Work order: Give the records below again exactly, and exclude each picture.

Excerpts from a dataset:
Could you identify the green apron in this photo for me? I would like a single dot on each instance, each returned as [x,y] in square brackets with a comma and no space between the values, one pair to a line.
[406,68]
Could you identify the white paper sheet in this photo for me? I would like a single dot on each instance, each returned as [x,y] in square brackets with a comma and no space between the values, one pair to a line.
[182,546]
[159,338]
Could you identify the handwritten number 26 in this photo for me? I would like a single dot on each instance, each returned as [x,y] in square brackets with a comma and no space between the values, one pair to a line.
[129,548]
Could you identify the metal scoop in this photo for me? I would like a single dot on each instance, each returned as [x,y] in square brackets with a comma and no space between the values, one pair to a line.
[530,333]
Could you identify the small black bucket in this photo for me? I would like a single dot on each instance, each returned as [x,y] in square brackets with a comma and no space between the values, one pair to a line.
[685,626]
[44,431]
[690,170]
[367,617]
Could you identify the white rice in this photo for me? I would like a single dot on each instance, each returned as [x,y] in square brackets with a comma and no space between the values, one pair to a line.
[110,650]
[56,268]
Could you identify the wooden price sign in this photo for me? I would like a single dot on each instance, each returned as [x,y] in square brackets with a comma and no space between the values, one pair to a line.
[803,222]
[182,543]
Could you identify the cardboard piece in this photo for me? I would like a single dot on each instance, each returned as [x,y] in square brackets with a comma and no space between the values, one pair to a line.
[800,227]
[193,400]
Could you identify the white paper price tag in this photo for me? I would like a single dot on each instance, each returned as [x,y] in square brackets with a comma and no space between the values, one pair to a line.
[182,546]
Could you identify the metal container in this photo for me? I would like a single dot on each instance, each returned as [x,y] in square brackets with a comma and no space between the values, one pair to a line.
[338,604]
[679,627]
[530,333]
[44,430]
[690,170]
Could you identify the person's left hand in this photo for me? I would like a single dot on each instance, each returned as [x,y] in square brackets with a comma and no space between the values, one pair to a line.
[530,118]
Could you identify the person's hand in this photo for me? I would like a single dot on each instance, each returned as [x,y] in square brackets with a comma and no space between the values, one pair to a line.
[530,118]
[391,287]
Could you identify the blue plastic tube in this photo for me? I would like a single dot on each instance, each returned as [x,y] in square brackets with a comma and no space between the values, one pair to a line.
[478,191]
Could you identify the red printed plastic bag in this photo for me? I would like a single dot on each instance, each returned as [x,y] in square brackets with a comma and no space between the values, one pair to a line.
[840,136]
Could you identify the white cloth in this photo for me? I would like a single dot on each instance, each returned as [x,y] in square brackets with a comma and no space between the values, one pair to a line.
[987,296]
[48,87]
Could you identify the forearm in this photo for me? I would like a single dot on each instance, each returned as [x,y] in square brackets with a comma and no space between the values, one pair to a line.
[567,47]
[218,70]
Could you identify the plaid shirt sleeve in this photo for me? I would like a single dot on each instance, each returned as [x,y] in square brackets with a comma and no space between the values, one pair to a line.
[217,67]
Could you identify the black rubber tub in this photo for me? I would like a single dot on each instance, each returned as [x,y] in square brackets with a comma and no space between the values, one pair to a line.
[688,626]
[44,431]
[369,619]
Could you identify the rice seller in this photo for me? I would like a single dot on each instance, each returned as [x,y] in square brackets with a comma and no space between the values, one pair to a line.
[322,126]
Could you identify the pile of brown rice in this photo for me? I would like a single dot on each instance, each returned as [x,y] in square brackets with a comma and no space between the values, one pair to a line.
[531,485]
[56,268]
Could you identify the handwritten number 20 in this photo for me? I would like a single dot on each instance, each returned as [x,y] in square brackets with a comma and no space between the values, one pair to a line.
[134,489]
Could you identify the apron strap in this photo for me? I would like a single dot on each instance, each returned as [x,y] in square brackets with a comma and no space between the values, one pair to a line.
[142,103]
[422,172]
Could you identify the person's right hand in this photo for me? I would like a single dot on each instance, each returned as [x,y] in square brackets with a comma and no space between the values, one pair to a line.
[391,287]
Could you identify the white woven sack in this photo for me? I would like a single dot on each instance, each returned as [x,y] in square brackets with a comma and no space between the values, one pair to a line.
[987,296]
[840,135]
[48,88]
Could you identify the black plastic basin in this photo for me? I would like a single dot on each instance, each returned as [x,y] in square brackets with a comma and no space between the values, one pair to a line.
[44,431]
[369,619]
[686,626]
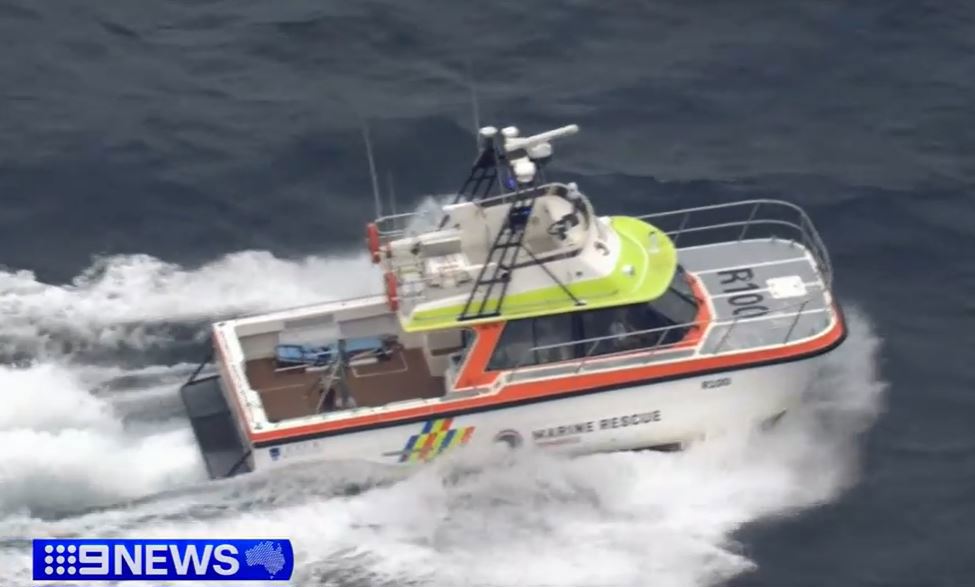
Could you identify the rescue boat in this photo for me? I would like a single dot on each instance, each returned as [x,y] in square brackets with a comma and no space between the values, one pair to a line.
[518,316]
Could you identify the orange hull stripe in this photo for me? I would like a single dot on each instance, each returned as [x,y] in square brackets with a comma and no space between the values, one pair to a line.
[540,389]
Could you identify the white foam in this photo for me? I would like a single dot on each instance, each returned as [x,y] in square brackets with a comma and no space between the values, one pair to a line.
[62,449]
[111,302]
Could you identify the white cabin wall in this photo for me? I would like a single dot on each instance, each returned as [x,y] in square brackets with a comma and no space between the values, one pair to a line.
[259,346]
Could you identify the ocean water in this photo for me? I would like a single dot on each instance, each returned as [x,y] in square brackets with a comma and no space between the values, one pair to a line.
[164,164]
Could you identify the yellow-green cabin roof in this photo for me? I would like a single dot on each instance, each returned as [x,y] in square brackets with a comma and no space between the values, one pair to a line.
[653,265]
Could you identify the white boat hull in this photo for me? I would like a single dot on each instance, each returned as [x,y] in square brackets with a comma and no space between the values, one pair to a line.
[653,415]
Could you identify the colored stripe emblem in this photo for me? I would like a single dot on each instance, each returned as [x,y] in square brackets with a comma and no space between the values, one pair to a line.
[436,437]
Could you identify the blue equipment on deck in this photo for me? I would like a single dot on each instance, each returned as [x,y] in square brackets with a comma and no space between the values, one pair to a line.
[306,355]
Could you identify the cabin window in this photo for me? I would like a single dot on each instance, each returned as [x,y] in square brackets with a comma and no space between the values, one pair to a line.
[554,330]
[514,347]
[622,328]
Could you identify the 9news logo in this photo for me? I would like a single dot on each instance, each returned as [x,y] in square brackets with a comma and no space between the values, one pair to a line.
[92,559]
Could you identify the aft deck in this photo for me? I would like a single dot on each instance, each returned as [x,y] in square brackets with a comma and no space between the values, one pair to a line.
[296,392]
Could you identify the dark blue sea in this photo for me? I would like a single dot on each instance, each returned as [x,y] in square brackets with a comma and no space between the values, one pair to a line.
[166,163]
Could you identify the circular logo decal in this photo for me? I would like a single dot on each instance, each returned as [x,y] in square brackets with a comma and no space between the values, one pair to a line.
[510,437]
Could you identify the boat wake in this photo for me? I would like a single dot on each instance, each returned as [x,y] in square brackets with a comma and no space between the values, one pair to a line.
[99,447]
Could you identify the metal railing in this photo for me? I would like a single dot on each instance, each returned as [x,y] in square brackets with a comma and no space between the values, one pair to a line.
[649,351]
[738,221]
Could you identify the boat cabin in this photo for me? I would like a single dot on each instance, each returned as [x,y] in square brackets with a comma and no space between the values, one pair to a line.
[494,283]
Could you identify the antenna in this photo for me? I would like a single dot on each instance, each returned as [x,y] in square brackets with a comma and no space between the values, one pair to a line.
[372,171]
[475,107]
[392,193]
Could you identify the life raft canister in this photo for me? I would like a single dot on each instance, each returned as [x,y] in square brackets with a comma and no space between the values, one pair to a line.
[372,239]
[392,296]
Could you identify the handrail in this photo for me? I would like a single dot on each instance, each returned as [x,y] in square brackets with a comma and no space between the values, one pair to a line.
[806,232]
[783,312]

Solution for this exercise:
Could you identify the green apron in this photo for me? I would like a single dot on each instance, each returned as [x,y] in square brackets with a comma and no space between the values, one pair to a line.
[406,68]
Could you identify the white paper sheet in this photo for me? I would like a single dot on each instance, each returned as [x,y] in square brackets with a comma and no space between the values, one pair to a line.
[182,546]
[159,338]
Could you identify the handwritten number 26 in this photo for me? I would like a single dot on each instance, each returned as [x,y] in square brackets with a comma and no space between the values, one pair to a line.
[129,548]
Could you identify the metal scoop in this photo for me? I would like a single dot on each instance, each returned as [x,y] in square brackets with a comma and no space between the values, one pair to a line.
[530,333]
Could you identify the small black bucket in this photo for me? I would like a single dot on each instance, each returned as [x,y] in square brackets with a comma and no space between the values, one pair to a line.
[685,626]
[44,431]
[690,170]
[367,617]
Could you identify the white rice in this photo for me? I would like a single dot on each instance, each returned as [x,y] in square brackets with a comma and no space between the values, one pair to a line.
[110,650]
[56,268]
Could you identify the wooden price sign in this photo for me? I would like a single dot on each instance, each returned as [x,y] in square brackets with a comma and no space between the values, one pair to a line.
[803,222]
[182,543]
Could you identify the cardboard piece in this photo for me? I would like a single dot on each instance, each returned as [x,y] in square brackets with a comma and no space between the values, one pair to a line.
[800,227]
[193,400]
Could you identify the white paper price tag in this photo for me? I would like a single dot on each instance, each returned as [x,y] in square brackets with a comma and no space between the values, one pair to a line.
[182,546]
Could you identify the metal container in this photo for me? I would like a single dot on each instance, each returned as [x,y] in square brackets with a comma and no space between the values, one pair to a line.
[338,604]
[679,627]
[530,333]
[44,430]
[690,170]
Could you identify the person's left hand in this photo for me? I would like a single dot on each instance, each returned as [x,y] in square brackets with a comma and no space between the values, one pair to a line.
[530,118]
Could you identify the person's hand in this photo for me? I would like a single dot on each instance, each returned as [x,y] in square brackets with a comma and no space between the values, one pair to a line.
[530,118]
[391,287]
Could you identify the blue plastic tube in this photo for me? I would like a single dot on each instance, each returned as [x,y] in square brackets with a comma and no space between the values, one pair to a line.
[478,191]
Could you identify the red printed plastic bag in this photo for me? I would like a single dot on each instance, each returned as [x,y] in square brackets with a comma and no space between the values, one pair to a line.
[840,136]
Could you identify the white cloth in this photo for me? I would like a single dot on each instance, each returned as [x,y] in square brackets with a comma and no space between the values, one pair to a line.
[987,296]
[48,87]
Could you identify the forearm in this photo for me? I would like a single dot on each instance, each returned as [x,y] in square brackets with a comma and no space between the values, one pair to a line.
[567,47]
[218,70]
Could you identify the plaid shirt sleeve in this photo for me? I would like a single dot on each instance, each returned as [x,y] in square brackets with a comma and no space between the values, one pair to a line.
[217,67]
Could you identify the black rubber tub in this photo for me? I would like a single dot on each instance, each returned as [x,y] in square brackets with a comma and no space between the values, one pair to a line.
[688,626]
[44,431]
[369,619]
Could you identify the rice seller in this photo for me? I would like a single dot on each instance, each returned as [x,y] in square brackets with a comma and no space between the values, one pair to a line.
[322,126]
Could you identify the pile of brown rice in this photo for me? I would like a single dot on each instance, each returned as [x,y] in square brackets with a comma and no space between the values, one pair to a line.
[531,485]
[56,268]
Could you identify the handwritten number 20 in this photo for me? I would like a single dot on each instance, each returned as [x,y] in square brackets with a comma and no space between the values, one pair to a line.
[134,489]
Could you identify the apron strap in this photo for me? I would like a single dot on each instance, each returned as [x,y] in square brackets with a comma and no space between the values, one pair to a line.
[142,103]
[422,172]
Could you identify the person's right hand in this photo for me? I would like a single dot on each instance, each returned as [x,y] in square brackets with a comma and no space between the values, one pair to a line.
[391,287]
Could you identify the white woven sack in this photo for me? I would like a single dot on each instance, each returned as [x,y] in square brackets with a comma and no space between the values, one pair to a line.
[987,296]
[840,135]
[48,88]
Could you identify the black plastic basin in this photo for me? I would like a single dot on each instance, each returned as [x,y] in square brackets with a comma and no space between the values, one pair to a line.
[44,431]
[369,619]
[686,626]
Could you identify the rescue boat in this photo for me? I would like a single dot on each instance, each returned as [x,y] in square brackets with a comma and no space between the values, one pair to a line.
[518,316]
Could you identify the orange hull stripe in this photo for me? I would like a single dot on each instance, each returned as [x,y] in square brackets with a comma and no space between the values, one pair to a line.
[540,389]
Could you identify the white foam in this photo for me? I would like a single dot on each instance, each returned as [x,y] in square brackets with a comma and no space between the values, one pair to a line.
[62,449]
[111,302]
Could you identify the white cabin wall in this photo for me? I would like a single dot on each instance, each returned as [x,y] in square brackets with a comma and no space between the values, one pair to a line.
[259,346]
Could you identify the ocean water in this photo for me? I would like a single dot on each instance, each returned as [x,y] in square brackets with a comma and no space between the values, one pair to a line.
[164,164]
Could you identify the yellow-green cabin roof in this photo for me? I would like a single dot on each instance, each returned as [x,y] in square brackets with a comma and no space between the values, one pair to a line.
[653,265]
Could you identify the white boat hull in this photo for me? I would like a single dot on each instance, each returned as [x,y] in square brackets with a comma and no space between the values, one pair to a line.
[653,415]
Could you identify the colored stripe emblem in this photo for me? I would like a single dot on each instance, each returned as [x,y] in square brackets with a comma and no space between the values, one pair to a line.
[436,437]
Could you identify the blue equipment on deck in this photo for me? I would like a single dot on each instance, each returned as [x,y] in square brackets with a comma and no space between the values, one pair to a line.
[306,355]
Could you identify the cabin window in this photo for me? I would like a single dot on each instance, each returned as [x,y] in square brackets with a comma and no space between the values, one pair to a line.
[554,330]
[514,347]
[622,328]
Could you identify the 9news logo in this photo for me? I would like a single dot on each instance, each returned as [x,y] in square brackets with a comma and no space between the values, one pair to a line.
[92,559]
Could you identify the aft deck in this photo for me? I would like a single dot on each instance, each returned as [x,y] in square brackets with a comma and no space between the values, one pair to a line.
[296,392]
Could you identify the dark blue sea in this photo for me? I would like a single dot on each instance, each returned as [x,y] in square brackets with a comma and no space between the values, one pair to a line.
[166,163]
Could you identify the circular logo decal in this photo for me? I would like a single dot on each instance, each returned as [x,y] in square brackets with a comma and no space between the values, one pair to a line.
[510,437]
Could you identify the boat wake in this photo for me? I would like a single dot on each instance, each returned as [x,y] in square brackets with a comma and no space between the values, one pair to a line.
[99,447]
Could you identify the metal railing in this photo for me? I would like a single dot on each instance, each returned as [x,y] in square brackets with a comma and no space between the values, one pair to a line.
[649,351]
[738,221]
Could you identify the boat cabin in this photo for me? I would like a single dot on each instance, each returned as [x,y] in square brackets with a comma and no space between the values, one pair to a line.
[494,283]
Could you identify the antenna in this photo for me? I would like a single dot on each instance, each returned as [x,y] in square brackets with a comma and no space between the values, one pair to a line.
[372,171]
[475,107]
[392,193]
Could you identify the life raft canister in this photo for me? I would like a single dot on each instance, each returned as [x,y] in square brackets with a comma and no space between the values, one pair to a line.
[372,239]
[392,296]
Could you identify the handrail in this photo for me? I would like a single dot on each instance, each returned as [x,y] in square brackets with a comma and no space between the values, one pair to a line.
[806,232]
[783,312]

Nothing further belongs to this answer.